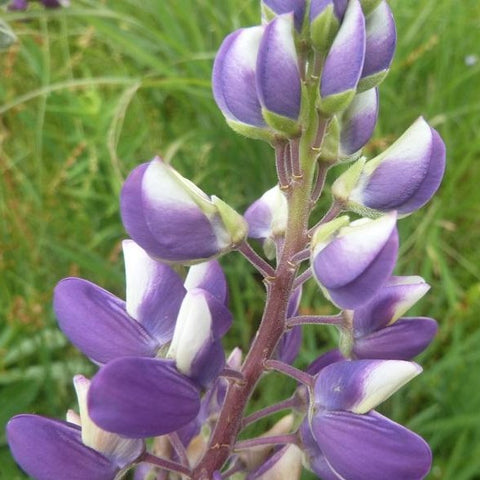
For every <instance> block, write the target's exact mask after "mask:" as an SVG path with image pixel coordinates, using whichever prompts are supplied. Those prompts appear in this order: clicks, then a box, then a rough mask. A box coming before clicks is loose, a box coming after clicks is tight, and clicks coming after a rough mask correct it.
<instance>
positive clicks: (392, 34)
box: [361, 0, 397, 87]
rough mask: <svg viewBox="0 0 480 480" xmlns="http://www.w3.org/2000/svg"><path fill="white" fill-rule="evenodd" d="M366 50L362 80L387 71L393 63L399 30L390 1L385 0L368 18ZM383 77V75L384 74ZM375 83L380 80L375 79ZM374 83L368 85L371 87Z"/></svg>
mask: <svg viewBox="0 0 480 480" xmlns="http://www.w3.org/2000/svg"><path fill="white" fill-rule="evenodd" d="M366 31H367V39H366V50H365V62H364V64H363V70H362V75H361V78H362V81H368V80H369V77H370V80H373V77H374V76H378V75H379V74H381V73H384V72H386V71H387V70H388V69H389V68H390V65H391V63H392V60H393V54H394V53H395V46H396V44H397V32H396V28H395V21H394V19H393V14H392V11H391V9H390V7H389V6H388V3H387V2H386V1H385V0H383V1H382V2H381V3H380V5H378V7H377V8H375V10H373V12H372V13H370V15H368V16H367V19H366ZM382 79H383V75H382ZM373 83H374V85H377V84H378V83H379V82H378V81H375V80H373ZM374 85H368V86H369V87H371V86H374Z"/></svg>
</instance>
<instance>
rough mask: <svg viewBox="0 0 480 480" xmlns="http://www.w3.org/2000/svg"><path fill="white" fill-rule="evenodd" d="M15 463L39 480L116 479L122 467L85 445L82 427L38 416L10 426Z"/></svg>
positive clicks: (8, 426)
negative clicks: (82, 434) (80, 431)
mask: <svg viewBox="0 0 480 480" xmlns="http://www.w3.org/2000/svg"><path fill="white" fill-rule="evenodd" d="M6 430H7V439H8V443H9V445H10V450H11V452H12V455H13V458H14V459H15V461H16V462H17V463H18V464H19V465H20V466H21V467H22V469H23V470H25V472H27V473H28V474H29V475H31V476H32V477H34V478H35V479H36V480H52V479H61V478H68V479H69V480H113V479H114V477H115V475H116V473H117V472H118V471H119V467H118V466H117V465H116V464H114V463H113V462H111V461H110V460H108V459H107V458H105V457H104V456H103V455H101V454H100V453H98V452H96V451H95V450H92V449H91V448H88V447H86V446H85V445H83V443H82V440H81V437H80V428H78V427H77V426H76V425H72V424H69V423H66V422H61V421H59V420H54V419H50V418H45V417H40V416H38V415H17V416H16V417H13V418H12V419H11V420H10V421H9V422H8V424H7V429H6Z"/></svg>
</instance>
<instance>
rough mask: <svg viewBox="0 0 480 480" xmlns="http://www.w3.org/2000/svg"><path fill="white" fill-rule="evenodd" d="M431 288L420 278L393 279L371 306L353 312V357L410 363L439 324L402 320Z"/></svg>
mask: <svg viewBox="0 0 480 480" xmlns="http://www.w3.org/2000/svg"><path fill="white" fill-rule="evenodd" d="M429 288H430V286H429V285H428V284H427V283H425V281H424V280H423V279H422V278H420V277H392V278H391V279H390V280H389V281H388V282H387V283H386V284H385V285H384V286H383V287H382V288H381V290H380V291H379V292H378V293H377V295H376V296H375V297H374V298H373V299H372V300H371V301H370V302H368V303H367V304H366V305H364V306H362V307H360V308H358V309H356V310H355V311H354V312H353V334H354V343H353V350H352V353H353V355H354V356H355V357H356V358H383V359H398V360H409V359H411V358H413V357H415V356H416V355H418V354H419V353H421V352H422V351H423V350H424V349H425V348H426V347H427V346H428V345H429V343H430V342H431V341H432V338H433V337H434V335H435V333H436V332H437V322H435V320H433V319H431V318H424V317H415V318H410V317H406V318H400V317H401V316H402V315H403V314H404V313H405V312H406V311H407V310H408V309H409V308H410V307H411V306H412V305H414V304H415V303H416V302H417V301H418V300H419V299H420V298H421V297H422V296H423V295H425V293H426V292H427V291H428V290H429Z"/></svg>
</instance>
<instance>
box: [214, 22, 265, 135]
mask: <svg viewBox="0 0 480 480" xmlns="http://www.w3.org/2000/svg"><path fill="white" fill-rule="evenodd" d="M263 31H264V27H251V28H242V29H240V30H237V31H235V32H233V33H231V34H230V35H228V36H227V37H226V38H225V40H224V41H223V43H222V45H221V47H220V49H219V50H218V53H217V56H216V57H215V62H214V64H213V75H212V84H213V96H214V98H215V101H216V102H217V105H218V107H219V108H220V110H221V111H222V113H223V114H224V115H225V117H226V118H227V120H228V121H229V122H230V123H231V122H233V124H234V125H235V124H245V125H250V126H253V127H258V128H265V127H266V123H265V120H264V119H263V116H262V107H261V105H260V101H259V100H258V94H257V87H256V80H255V71H256V67H257V54H258V49H259V46H260V40H261V38H262V35H263Z"/></svg>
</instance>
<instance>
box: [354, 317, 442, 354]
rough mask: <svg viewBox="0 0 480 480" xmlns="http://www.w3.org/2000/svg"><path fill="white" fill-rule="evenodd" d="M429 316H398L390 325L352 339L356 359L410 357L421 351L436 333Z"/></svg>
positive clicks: (435, 325) (426, 345)
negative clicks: (357, 358)
mask: <svg viewBox="0 0 480 480" xmlns="http://www.w3.org/2000/svg"><path fill="white" fill-rule="evenodd" d="M437 329H438V325H437V322H436V321H435V320H433V319H432V318H401V319H400V320H397V321H396V322H395V323H394V324H393V325H390V326H388V327H386V328H382V329H381V330H378V331H377V332H373V333H370V334H368V335H366V336H364V337H360V338H358V339H356V340H355V342H354V345H353V353H354V354H355V356H356V357H357V358H384V359H392V360H393V359H395V360H410V359H412V358H413V357H415V356H417V355H418V354H419V353H421V352H423V351H424V350H425V349H426V348H427V347H428V345H429V344H430V342H431V341H432V339H433V337H434V336H435V334H436V333H437Z"/></svg>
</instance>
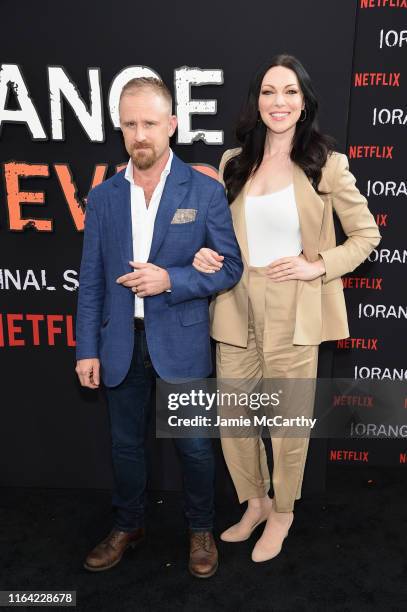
* * *
**Aim of the task**:
An exact copy of each entry is required, minus the pictures.

**Answer space**:
For every <instance> block, write the target's exact mask after "mask:" as an SVG path with image pixel coordinates, using whichever prompts are supplied. Those prompts appear in this order: clicks, then a box, then a rough mask. A box coming before clicks is loose, a box coming after clicks is tight, and clicks coming after a rough mask correct it.
<instance>
positive clicks: (392, 34)
box: [361, 0, 397, 87]
rough mask: <svg viewBox="0 0 480 480" xmlns="http://www.w3.org/2000/svg"><path fill="white" fill-rule="evenodd" d="M366 50L362 80L387 71L393 63L399 30L390 1L385 0L368 18ZM383 77V75L384 74ZM375 83L380 80L375 79ZM374 83L368 85L371 87Z"/></svg>
mask: <svg viewBox="0 0 480 480" xmlns="http://www.w3.org/2000/svg"><path fill="white" fill-rule="evenodd" d="M366 31H367V39H366V50H365V62H364V64H363V70H362V75H361V78H362V81H368V80H369V77H370V80H373V77H374V76H378V75H379V74H381V73H384V72H386V71H387V70H388V69H389V68H390V65H391V63H392V60H393V54H394V53H395V46H396V44H397V32H396V28H395V21H394V19H393V14H392V11H391V9H390V7H389V6H388V3H387V2H386V1H385V0H383V1H382V2H381V3H380V5H378V7H377V8H375V10H373V12H372V13H370V15H368V16H367V19H366ZM382 79H383V75H382ZM373 83H374V85H377V84H378V83H379V82H378V81H375V80H373ZM374 85H368V86H369V87H371V86H374Z"/></svg>
</instance>
<instance>
rough mask: <svg viewBox="0 0 480 480" xmlns="http://www.w3.org/2000/svg"><path fill="white" fill-rule="evenodd" d="M15 463L39 480L116 479L122 467L85 445L82 427L38 416L10 426Z"/></svg>
positive clicks: (8, 426)
negative clicks: (82, 434) (80, 431)
mask: <svg viewBox="0 0 480 480" xmlns="http://www.w3.org/2000/svg"><path fill="white" fill-rule="evenodd" d="M6 430H7V439H8V443H9V445H10V450H11V452H12V455H13V458H14V459H15V461H16V462H17V463H18V464H19V465H20V466H21V467H22V469H23V470H25V472H27V473H28V474H29V475H31V476H32V477H34V478H35V479H36V480H52V479H61V478H68V479H69V480H113V479H114V477H115V475H116V473H117V472H118V471H119V467H118V466H117V465H116V464H114V463H113V462H111V461H110V460H108V459H107V458H105V457H104V456H103V455H101V454H100V453H98V452H96V451H95V450H92V449H91V448H88V447H86V446H85V445H83V443H82V440H81V437H80V428H78V427H77V426H76V425H72V424H69V423H66V422H61V421H59V420H54V419H50V418H45V417H40V416H38V415H17V416H16V417H13V418H12V419H11V420H10V421H9V422H8V424H7V429H6Z"/></svg>
</instance>
<instance>
rough mask: <svg viewBox="0 0 480 480" xmlns="http://www.w3.org/2000/svg"><path fill="white" fill-rule="evenodd" d="M431 288L420 278L393 279L371 306L353 312V357L410 363L439 324L402 320Z"/></svg>
mask: <svg viewBox="0 0 480 480" xmlns="http://www.w3.org/2000/svg"><path fill="white" fill-rule="evenodd" d="M429 288H430V286H429V285H428V284H427V283H425V281H424V280H423V279H422V278H420V277H392V278H391V279H390V280H389V281H388V282H387V283H386V284H385V285H384V286H383V287H382V288H381V290H380V291H379V292H378V293H377V295H376V296H375V297H374V298H373V299H372V300H371V301H370V302H368V303H367V304H366V305H364V306H362V307H360V308H358V309H356V310H355V311H354V312H353V334H354V343H353V350H352V353H353V355H354V356H355V357H356V358H383V359H398V360H409V359H411V358H413V357H415V356H416V355H418V354H419V353H421V352H422V351H423V350H424V349H425V348H426V347H427V346H428V345H429V343H430V342H431V341H432V338H433V337H434V335H435V333H436V332H437V322H435V320H433V319H431V318H424V317H415V318H410V317H406V318H400V317H401V316H402V315H403V314H404V313H405V312H406V311H407V310H408V309H409V308H410V307H411V306H412V305H414V304H415V303H416V302H417V301H418V300H419V299H420V298H421V297H422V296H423V295H425V293H426V292H427V291H428V290H429Z"/></svg>
</instance>
<instance>
box: [214, 22, 265, 135]
mask: <svg viewBox="0 0 480 480" xmlns="http://www.w3.org/2000/svg"><path fill="white" fill-rule="evenodd" d="M263 31H264V27H251V28H242V29H240V30H237V31H235V32H233V33H231V34H230V35H228V36H227V37H226V38H225V40H224V41H223V43H222V45H221V47H220V49H219V50H218V53H217V56H216V57H215V62H214V64H213V75H212V84H213V96H214V98H215V101H216V102H217V105H218V107H219V108H220V110H221V111H222V113H223V114H224V115H225V117H226V118H227V120H228V121H229V122H230V123H231V122H233V124H234V125H235V124H245V125H250V126H253V127H258V128H265V127H266V123H265V120H264V119H263V116H262V107H261V105H260V101H259V100H258V94H257V87H256V80H255V71H256V67H257V54H258V49H259V46H260V40H261V38H262V35H263Z"/></svg>
</instance>
<instance>
box: [354, 317, 442, 354]
rough mask: <svg viewBox="0 0 480 480" xmlns="http://www.w3.org/2000/svg"><path fill="white" fill-rule="evenodd" d="M429 316H398L390 325L352 339L356 359L410 357L421 351L436 333Z"/></svg>
positive clicks: (435, 325) (426, 345)
negative clicks: (357, 358)
mask: <svg viewBox="0 0 480 480" xmlns="http://www.w3.org/2000/svg"><path fill="white" fill-rule="evenodd" d="M437 329H438V325H437V322H436V321H435V320H433V319H432V318H401V319H400V320H397V321H396V322H395V323H394V324H393V325H390V326H388V327H386V328H382V329H381V330H378V331H377V332H373V333H370V334H368V335H366V336H364V337H360V338H358V339H356V340H355V342H354V345H353V353H354V354H355V356H356V357H357V358H384V359H392V360H393V359H395V360H410V359H412V358H413V357H415V356H417V355H418V354H419V353H421V352H423V351H424V350H425V349H426V348H427V347H428V345H429V344H430V342H431V341H432V339H433V337H434V336H435V334H436V333H437Z"/></svg>
</instance>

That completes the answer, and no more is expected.